Exercise material »
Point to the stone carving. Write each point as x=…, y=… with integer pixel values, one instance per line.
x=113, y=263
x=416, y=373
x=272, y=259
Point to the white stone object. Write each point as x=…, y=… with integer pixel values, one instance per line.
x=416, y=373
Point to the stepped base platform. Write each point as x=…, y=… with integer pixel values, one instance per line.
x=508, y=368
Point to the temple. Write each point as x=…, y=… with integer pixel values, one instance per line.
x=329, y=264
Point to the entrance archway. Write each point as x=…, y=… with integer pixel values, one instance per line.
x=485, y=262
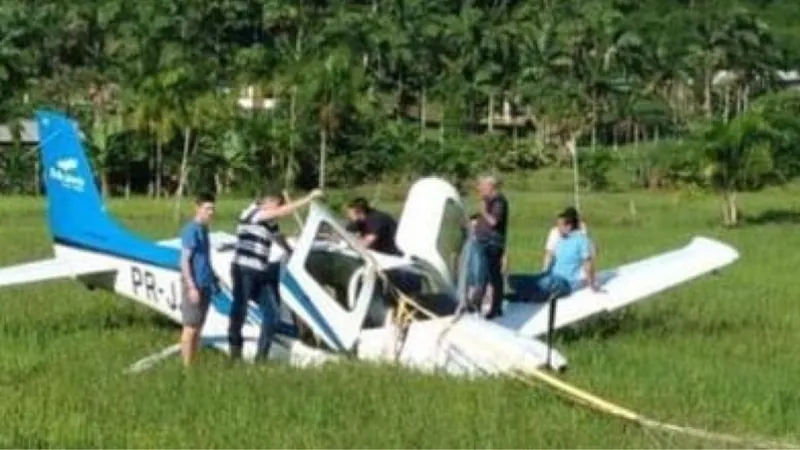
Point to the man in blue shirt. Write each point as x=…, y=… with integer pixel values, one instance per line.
x=199, y=281
x=563, y=276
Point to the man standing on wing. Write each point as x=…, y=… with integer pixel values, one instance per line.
x=199, y=281
x=376, y=228
x=491, y=232
x=252, y=274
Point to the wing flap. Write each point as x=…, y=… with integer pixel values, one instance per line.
x=624, y=285
x=51, y=269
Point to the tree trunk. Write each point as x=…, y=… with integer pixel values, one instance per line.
x=707, y=94
x=323, y=138
x=158, y=171
x=572, y=146
x=217, y=183
x=730, y=208
x=422, y=113
x=726, y=112
x=490, y=114
x=745, y=97
x=127, y=181
x=37, y=185
x=151, y=165
x=187, y=140
x=104, y=182
x=289, y=177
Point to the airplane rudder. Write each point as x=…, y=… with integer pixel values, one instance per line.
x=72, y=195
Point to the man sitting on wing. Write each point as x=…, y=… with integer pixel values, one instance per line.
x=554, y=236
x=571, y=267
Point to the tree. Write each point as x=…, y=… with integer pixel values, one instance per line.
x=738, y=156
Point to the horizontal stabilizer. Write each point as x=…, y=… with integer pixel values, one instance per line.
x=623, y=286
x=51, y=269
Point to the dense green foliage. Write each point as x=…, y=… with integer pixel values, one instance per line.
x=718, y=353
x=382, y=88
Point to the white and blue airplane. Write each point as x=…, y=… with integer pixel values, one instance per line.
x=330, y=284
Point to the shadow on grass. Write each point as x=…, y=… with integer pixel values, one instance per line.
x=669, y=322
x=773, y=216
x=52, y=327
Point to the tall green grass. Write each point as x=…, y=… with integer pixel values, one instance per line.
x=719, y=353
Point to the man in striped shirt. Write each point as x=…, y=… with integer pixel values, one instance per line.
x=252, y=274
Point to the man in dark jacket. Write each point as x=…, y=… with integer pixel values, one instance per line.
x=376, y=228
x=491, y=231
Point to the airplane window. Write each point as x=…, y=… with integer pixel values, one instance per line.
x=333, y=267
x=452, y=236
x=423, y=283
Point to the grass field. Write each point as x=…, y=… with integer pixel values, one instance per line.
x=718, y=353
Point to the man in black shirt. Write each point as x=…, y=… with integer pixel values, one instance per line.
x=491, y=231
x=376, y=228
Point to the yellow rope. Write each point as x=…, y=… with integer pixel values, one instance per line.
x=406, y=305
x=579, y=396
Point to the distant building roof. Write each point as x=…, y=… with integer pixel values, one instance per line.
x=29, y=133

Exercise goal » Arrange all the rows above as a two-column CSV headed text and answer, one line for each row. Put each field in quotes, turn line breaks into spaces, and leave the pictures out.

Exercise answer »
text,answer
"Point to the stone carving. Write each point as x=…, y=… with integer pixel values, one instance per line.","x=113, y=263 x=416, y=373 x=272, y=259"
"Point to the white stone object. Write each point as x=…, y=… with integer pixel values, one instance per line.","x=416, y=373"
"Point to the stepped base platform. Write each point as x=…, y=… with integer pixel values, one instance per line.","x=508, y=368"
"Point to the temple. Write each point as x=…, y=… with integer pixel values, one instance per line.","x=329, y=264"
"Point to the entrance archway. Write each point as x=…, y=… with integer pixel values, one instance per line.","x=485, y=262"
"Point to the man in blue shirt. Write each point as x=…, y=… with integer pixel values, one instance per line.","x=199, y=281 x=563, y=276"
"Point to the man standing on wing. Write each point as x=…, y=… with integer pixel values, one instance per line.","x=199, y=281 x=376, y=228 x=491, y=232 x=252, y=274"
"Point to the wing flap. Write each point as x=…, y=… with integer pixel values, one instance per line.","x=624, y=285 x=51, y=269"
"Point to the tree trunk. Write each point as x=…, y=… with integer pixel values, one instance per line.","x=707, y=94 x=323, y=138 x=158, y=171 x=572, y=146 x=217, y=183 x=730, y=208 x=422, y=113 x=726, y=112 x=490, y=114 x=745, y=97 x=127, y=181 x=37, y=185 x=151, y=165 x=187, y=140 x=104, y=182 x=289, y=177"
"Point to the airplane rudder. Write each point as x=…, y=… with integer pixel values, one instance per line.","x=72, y=195"
"Point to the man sitting on wing. Write each point as x=…, y=… with integer pixel values, one instance per line.","x=554, y=236 x=571, y=267"
"Point to the tree. Write each point as x=…, y=… with integer pixel values, one instance per line.","x=738, y=156"
"Point to the horizontal stabilizer. Write each point as x=…, y=… with integer pixel values, one instance per line.","x=623, y=286 x=51, y=269"
"Point to the dense green foliage. Write each point as x=…, y=… with integer pixel values, one instance per line.","x=718, y=353 x=382, y=88"
"Point to the white and blue airplane. Write each point as x=…, y=… with integer pixel values, one instance per line.","x=330, y=284"
"Point to the shadow on grass. Write each point as x=…, y=… with integer pixel values, one instance per line.","x=669, y=322 x=773, y=216 x=52, y=327"
"Point to the tall green grass. Write each point as x=…, y=… with integer pixel values, one instance per line.","x=719, y=353"
"Point to the man in striped shirt. Write each point as x=…, y=… with integer pixel values, one instance per line.","x=252, y=274"
"Point to the man in dark jacket. Write each point as x=…, y=… with integer pixel values, one instance per line.","x=376, y=228 x=491, y=231"
"Point to the airplane window. Write each point as x=…, y=… with integer pixel values, one instance per line.","x=333, y=267 x=452, y=236 x=423, y=283"
"Point to the grass field. Write each point as x=…, y=… with integer pixel values, one instance per line.","x=718, y=353"
"Point to the man in black shirt. Write each point as x=…, y=… with integer pixel values, one instance per line.","x=491, y=231 x=376, y=228"
"Point to the yellow rope. Write each point as x=…, y=… with integer pixel values, one instance per line.","x=406, y=305 x=579, y=396"
"Point to the distant building roof. Write each point as x=…, y=… with integer pixel values, one instance per line.","x=29, y=133"